▸ REQUEST
Write the material out again exactly.

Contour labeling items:
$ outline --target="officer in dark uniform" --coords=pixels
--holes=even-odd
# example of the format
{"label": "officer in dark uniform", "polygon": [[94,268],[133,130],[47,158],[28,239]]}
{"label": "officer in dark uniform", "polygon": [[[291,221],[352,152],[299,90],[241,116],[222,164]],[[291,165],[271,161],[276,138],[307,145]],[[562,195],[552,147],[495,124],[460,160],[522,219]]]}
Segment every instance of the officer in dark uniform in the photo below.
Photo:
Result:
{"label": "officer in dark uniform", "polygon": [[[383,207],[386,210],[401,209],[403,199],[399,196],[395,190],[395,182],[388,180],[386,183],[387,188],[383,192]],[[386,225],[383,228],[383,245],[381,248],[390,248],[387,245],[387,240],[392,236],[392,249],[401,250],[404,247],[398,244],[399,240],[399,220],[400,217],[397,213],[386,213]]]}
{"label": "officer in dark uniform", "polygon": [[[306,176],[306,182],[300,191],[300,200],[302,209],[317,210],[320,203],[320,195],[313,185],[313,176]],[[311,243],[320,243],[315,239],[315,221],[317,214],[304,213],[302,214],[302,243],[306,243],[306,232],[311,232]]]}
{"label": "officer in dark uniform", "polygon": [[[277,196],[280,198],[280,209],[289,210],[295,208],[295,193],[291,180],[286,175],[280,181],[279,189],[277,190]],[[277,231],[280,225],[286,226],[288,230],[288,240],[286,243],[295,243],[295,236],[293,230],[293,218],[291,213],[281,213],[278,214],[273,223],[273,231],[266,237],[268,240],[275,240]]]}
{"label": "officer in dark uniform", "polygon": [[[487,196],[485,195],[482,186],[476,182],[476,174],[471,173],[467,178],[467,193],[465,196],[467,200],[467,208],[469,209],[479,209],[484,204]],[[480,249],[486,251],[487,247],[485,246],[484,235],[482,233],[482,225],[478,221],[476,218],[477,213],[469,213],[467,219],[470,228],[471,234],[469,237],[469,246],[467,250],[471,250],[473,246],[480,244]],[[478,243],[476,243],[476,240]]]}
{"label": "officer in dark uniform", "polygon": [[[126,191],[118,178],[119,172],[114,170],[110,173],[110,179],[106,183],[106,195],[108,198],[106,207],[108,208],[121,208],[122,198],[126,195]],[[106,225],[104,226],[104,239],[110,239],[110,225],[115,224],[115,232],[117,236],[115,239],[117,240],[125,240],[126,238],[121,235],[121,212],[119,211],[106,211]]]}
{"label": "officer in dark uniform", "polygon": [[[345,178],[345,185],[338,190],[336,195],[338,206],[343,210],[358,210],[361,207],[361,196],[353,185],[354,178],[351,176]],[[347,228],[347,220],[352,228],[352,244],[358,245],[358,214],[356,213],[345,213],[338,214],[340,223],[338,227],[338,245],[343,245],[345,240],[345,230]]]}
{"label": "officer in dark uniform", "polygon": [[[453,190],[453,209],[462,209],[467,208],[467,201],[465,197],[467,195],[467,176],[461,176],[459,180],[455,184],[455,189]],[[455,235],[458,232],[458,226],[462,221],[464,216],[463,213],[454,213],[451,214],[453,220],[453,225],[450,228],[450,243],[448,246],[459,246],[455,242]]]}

▸ WRITTEN REPLY
$ outline --target="officer in dark uniform" --coords=pixels
--holes=even-odd
# example of the format
{"label": "officer in dark uniform", "polygon": [[94,268],[133,130],[47,158],[28,239]]}
{"label": "officer in dark uniform", "polygon": [[[291,221],[352,152],[299,90],[241,116],[222,164]],[[291,165],[271,161],[276,138],[307,145]],[[562,195],[552,147],[495,124],[460,160],[522,219]]]}
Segment every instance of the officer in dark uniform in the photo below.
Photo:
Result:
{"label": "officer in dark uniform", "polygon": [[[383,207],[386,210],[401,209],[403,199],[399,196],[395,190],[395,182],[388,180],[386,183],[387,188],[383,192]],[[386,225],[383,228],[383,245],[381,248],[390,248],[387,245],[387,240],[392,236],[392,249],[401,250],[404,247],[398,244],[399,240],[399,220],[400,217],[397,213],[386,213]]]}
{"label": "officer in dark uniform", "polygon": [[[306,176],[306,182],[300,191],[300,200],[302,209],[317,210],[320,203],[320,195],[313,185],[313,176]],[[311,243],[320,243],[315,239],[315,221],[317,214],[304,213],[302,214],[302,243],[306,243],[306,232],[311,232]]]}
{"label": "officer in dark uniform", "polygon": [[[277,196],[280,198],[280,209],[289,210],[295,208],[295,193],[291,180],[286,175],[280,181],[279,189],[277,190]],[[277,231],[280,225],[286,226],[288,230],[288,240],[286,243],[295,243],[295,236],[293,230],[293,218],[291,213],[281,213],[278,214],[273,223],[273,231],[266,237],[268,240],[275,240]]]}
{"label": "officer in dark uniform", "polygon": [[[487,196],[485,195],[482,186],[476,182],[476,174],[471,173],[467,178],[467,193],[465,196],[467,200],[467,208],[469,209],[479,209],[484,204]],[[480,249],[486,251],[487,247],[485,246],[484,235],[482,233],[482,225],[478,221],[476,218],[477,213],[469,213],[467,219],[470,228],[471,234],[469,237],[469,246],[467,250],[471,250],[473,246],[480,244]],[[478,243],[476,243],[476,240]]]}
{"label": "officer in dark uniform", "polygon": [[[126,191],[118,178],[119,172],[114,170],[110,173],[110,179],[106,183],[106,195],[108,198],[106,207],[108,208],[121,208],[122,198],[126,195]],[[106,225],[104,226],[104,239],[110,239],[110,225],[115,224],[115,232],[117,236],[115,239],[117,240],[125,240],[126,238],[121,235],[121,212],[119,211],[106,211]]]}
{"label": "officer in dark uniform", "polygon": [[[345,178],[345,185],[338,190],[336,195],[338,206],[343,210],[358,210],[361,207],[361,196],[353,185],[354,178],[351,176]],[[347,228],[347,220],[352,228],[352,244],[358,245],[358,214],[356,213],[345,213],[338,214],[340,223],[338,227],[338,245],[343,245],[345,240],[345,230]]]}
{"label": "officer in dark uniform", "polygon": [[[453,190],[453,209],[462,209],[467,208],[467,201],[465,197],[467,195],[467,176],[461,176],[459,180],[455,184],[455,189]],[[455,235],[458,232],[458,226],[462,221],[464,216],[463,213],[454,213],[451,214],[453,220],[453,225],[450,228],[450,243],[448,246],[459,246],[455,242]]]}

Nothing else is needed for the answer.